-------- TASK MATERIAL
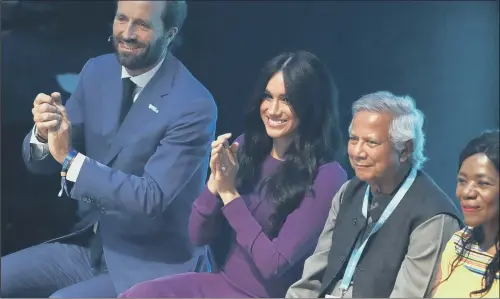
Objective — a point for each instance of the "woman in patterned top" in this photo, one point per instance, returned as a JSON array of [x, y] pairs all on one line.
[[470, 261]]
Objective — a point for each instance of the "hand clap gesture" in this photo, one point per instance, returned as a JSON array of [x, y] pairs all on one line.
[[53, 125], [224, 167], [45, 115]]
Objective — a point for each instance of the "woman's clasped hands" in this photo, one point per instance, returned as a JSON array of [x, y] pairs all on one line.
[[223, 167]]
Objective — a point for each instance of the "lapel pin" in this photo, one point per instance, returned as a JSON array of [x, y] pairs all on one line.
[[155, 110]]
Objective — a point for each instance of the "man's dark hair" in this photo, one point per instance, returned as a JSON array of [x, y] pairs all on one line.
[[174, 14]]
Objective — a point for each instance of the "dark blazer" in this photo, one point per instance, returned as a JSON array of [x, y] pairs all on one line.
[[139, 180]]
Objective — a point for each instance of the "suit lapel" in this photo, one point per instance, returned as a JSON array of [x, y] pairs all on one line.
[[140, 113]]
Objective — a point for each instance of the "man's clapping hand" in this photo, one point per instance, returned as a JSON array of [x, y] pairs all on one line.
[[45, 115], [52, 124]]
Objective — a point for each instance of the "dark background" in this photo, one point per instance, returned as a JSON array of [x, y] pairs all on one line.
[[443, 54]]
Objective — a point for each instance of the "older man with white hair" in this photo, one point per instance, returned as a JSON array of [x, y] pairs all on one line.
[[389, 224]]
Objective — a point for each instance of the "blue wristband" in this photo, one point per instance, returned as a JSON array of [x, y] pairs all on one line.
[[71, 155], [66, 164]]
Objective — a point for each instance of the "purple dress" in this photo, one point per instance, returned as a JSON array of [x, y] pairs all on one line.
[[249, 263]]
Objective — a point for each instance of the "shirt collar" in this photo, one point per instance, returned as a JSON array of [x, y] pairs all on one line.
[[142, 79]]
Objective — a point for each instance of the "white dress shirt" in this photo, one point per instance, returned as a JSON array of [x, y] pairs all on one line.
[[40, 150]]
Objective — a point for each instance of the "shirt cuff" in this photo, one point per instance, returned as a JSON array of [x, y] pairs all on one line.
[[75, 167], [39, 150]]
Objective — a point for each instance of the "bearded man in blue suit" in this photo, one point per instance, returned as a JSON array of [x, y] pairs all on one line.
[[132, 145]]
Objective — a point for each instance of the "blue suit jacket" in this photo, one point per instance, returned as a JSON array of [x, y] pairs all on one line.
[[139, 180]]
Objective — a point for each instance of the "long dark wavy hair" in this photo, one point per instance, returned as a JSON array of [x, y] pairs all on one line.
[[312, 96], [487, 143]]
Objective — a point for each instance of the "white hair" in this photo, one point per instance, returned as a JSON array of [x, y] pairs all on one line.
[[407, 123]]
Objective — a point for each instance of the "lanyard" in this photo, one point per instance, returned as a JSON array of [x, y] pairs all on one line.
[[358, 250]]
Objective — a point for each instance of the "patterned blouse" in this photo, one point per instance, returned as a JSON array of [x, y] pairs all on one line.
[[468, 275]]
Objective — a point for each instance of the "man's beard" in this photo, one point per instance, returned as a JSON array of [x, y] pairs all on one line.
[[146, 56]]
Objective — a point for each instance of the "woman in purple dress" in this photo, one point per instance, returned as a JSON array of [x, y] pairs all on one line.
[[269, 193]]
----------------
-------- TASK MATERIAL
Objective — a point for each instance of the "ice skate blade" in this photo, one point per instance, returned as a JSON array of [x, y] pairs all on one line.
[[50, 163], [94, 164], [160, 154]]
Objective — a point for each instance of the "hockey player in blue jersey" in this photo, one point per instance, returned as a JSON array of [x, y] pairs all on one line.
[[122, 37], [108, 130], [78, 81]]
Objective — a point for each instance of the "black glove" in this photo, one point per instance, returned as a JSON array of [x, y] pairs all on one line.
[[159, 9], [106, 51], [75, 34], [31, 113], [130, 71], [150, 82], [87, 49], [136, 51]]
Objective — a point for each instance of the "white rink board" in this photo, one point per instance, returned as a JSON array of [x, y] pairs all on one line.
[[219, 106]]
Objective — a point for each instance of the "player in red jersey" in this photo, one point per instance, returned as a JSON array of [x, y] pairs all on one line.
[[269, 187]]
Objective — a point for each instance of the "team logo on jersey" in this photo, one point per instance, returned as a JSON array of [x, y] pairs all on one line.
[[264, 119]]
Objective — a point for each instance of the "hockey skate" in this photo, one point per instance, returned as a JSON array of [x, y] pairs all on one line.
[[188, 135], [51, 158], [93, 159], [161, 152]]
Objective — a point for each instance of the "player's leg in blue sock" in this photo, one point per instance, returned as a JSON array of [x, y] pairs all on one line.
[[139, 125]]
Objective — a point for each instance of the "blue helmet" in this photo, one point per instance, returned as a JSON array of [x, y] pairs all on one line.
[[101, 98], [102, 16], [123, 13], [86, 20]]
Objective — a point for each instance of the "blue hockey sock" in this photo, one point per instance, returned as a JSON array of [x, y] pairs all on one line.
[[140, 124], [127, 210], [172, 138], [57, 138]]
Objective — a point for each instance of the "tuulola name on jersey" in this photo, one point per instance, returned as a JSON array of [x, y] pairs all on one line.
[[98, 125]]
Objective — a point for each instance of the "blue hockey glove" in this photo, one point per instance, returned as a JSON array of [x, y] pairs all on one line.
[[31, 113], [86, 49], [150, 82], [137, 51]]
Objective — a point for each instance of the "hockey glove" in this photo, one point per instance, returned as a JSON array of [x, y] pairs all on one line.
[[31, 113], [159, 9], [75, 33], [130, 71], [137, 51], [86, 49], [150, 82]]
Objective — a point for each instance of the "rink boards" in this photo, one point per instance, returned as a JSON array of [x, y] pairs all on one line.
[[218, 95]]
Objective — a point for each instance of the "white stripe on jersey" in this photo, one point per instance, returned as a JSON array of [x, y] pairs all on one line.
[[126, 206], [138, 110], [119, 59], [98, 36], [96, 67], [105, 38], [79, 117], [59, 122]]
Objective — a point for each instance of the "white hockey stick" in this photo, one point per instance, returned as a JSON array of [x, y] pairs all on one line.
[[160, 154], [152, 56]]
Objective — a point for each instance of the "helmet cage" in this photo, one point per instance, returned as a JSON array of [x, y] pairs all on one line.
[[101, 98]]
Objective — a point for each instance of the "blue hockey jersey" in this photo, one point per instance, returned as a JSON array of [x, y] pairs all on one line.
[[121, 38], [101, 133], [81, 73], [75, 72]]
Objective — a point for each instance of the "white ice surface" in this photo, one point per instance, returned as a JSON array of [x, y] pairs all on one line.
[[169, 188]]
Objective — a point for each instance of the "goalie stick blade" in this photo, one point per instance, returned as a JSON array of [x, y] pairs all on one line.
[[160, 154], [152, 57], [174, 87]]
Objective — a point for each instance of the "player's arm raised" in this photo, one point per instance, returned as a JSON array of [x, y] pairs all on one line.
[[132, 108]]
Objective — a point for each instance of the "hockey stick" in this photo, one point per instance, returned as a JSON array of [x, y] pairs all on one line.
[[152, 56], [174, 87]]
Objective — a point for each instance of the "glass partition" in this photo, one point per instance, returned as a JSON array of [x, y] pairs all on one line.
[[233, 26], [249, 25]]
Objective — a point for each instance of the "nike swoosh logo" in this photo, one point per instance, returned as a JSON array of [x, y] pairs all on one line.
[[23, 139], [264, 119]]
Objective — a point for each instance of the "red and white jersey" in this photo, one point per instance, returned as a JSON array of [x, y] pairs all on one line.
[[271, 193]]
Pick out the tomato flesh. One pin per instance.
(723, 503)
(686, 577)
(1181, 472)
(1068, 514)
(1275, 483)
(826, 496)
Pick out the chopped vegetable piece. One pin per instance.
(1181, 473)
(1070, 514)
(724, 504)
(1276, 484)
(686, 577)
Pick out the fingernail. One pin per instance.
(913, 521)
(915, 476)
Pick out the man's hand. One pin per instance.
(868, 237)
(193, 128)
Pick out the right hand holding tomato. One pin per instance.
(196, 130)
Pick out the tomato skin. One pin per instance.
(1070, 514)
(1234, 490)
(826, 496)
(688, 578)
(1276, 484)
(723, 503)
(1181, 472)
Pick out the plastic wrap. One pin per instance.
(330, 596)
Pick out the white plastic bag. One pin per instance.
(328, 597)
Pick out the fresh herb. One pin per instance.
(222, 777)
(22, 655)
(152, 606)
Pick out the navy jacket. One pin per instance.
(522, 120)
----------------
-------- TASK MATERIAL
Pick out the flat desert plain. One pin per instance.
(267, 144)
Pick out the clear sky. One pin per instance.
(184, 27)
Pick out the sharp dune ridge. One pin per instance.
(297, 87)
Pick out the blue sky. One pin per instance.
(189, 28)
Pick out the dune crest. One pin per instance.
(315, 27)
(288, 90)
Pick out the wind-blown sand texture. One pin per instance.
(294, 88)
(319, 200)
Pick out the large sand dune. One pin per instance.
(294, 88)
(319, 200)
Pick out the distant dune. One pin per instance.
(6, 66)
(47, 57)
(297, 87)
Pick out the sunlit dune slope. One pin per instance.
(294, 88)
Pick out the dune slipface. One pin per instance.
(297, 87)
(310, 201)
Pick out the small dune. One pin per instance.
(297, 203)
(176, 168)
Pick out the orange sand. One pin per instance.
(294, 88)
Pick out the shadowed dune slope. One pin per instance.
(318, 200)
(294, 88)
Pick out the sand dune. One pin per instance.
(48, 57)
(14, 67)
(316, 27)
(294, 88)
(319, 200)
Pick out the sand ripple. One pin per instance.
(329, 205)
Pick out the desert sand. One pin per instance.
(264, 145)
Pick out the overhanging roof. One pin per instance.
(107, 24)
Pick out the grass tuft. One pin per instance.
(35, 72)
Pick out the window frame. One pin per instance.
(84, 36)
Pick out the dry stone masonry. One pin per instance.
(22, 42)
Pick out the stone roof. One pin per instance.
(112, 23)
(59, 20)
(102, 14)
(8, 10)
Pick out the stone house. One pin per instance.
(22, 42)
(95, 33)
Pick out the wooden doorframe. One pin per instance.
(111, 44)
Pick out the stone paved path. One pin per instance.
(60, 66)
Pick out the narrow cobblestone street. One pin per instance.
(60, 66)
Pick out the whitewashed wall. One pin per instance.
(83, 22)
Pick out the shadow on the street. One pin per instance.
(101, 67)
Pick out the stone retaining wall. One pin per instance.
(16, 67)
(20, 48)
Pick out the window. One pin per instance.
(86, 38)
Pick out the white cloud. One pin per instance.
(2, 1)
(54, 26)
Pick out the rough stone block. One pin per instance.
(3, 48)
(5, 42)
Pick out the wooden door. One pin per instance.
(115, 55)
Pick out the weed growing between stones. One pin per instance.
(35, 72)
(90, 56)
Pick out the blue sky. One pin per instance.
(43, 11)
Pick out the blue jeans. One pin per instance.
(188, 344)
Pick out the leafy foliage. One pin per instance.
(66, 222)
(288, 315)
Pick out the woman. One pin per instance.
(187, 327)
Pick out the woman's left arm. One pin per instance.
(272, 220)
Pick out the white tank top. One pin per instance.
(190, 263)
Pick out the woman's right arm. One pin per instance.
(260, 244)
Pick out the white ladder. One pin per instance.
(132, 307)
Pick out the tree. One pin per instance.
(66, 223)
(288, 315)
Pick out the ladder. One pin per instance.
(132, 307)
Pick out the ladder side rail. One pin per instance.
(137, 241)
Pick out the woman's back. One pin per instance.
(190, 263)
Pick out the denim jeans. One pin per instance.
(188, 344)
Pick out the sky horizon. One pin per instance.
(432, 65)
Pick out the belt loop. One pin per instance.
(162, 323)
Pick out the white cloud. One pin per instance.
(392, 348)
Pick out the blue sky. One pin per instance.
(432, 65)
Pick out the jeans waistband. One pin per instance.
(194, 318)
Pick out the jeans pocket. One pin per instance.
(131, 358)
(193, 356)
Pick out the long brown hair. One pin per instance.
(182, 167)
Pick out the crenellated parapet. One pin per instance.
----------------
• _WHAT IS BEING ASKED_
In the entries above, one line contains "Pick out the belt loop. One pin per instance." and another contains "Pick out the crenellated". Reproduce exactly those two lines and the lines between them, nothing else.

• _ANSWER SECTION_
Pick out the belt loop. One pin per instance.
(162, 323)
Pick out the white cloud. One pin per instance.
(392, 348)
Pick out the blue sky. One pin per instance.
(432, 65)
Pick out the jeans waistband. One pin per instance.
(194, 318)
Pick out the jeans pocket. One pin per instance.
(131, 358)
(193, 356)
Pick out the long brown hair. One pin per instance.
(182, 167)
Pick out the crenellated parapet. One pin per instance.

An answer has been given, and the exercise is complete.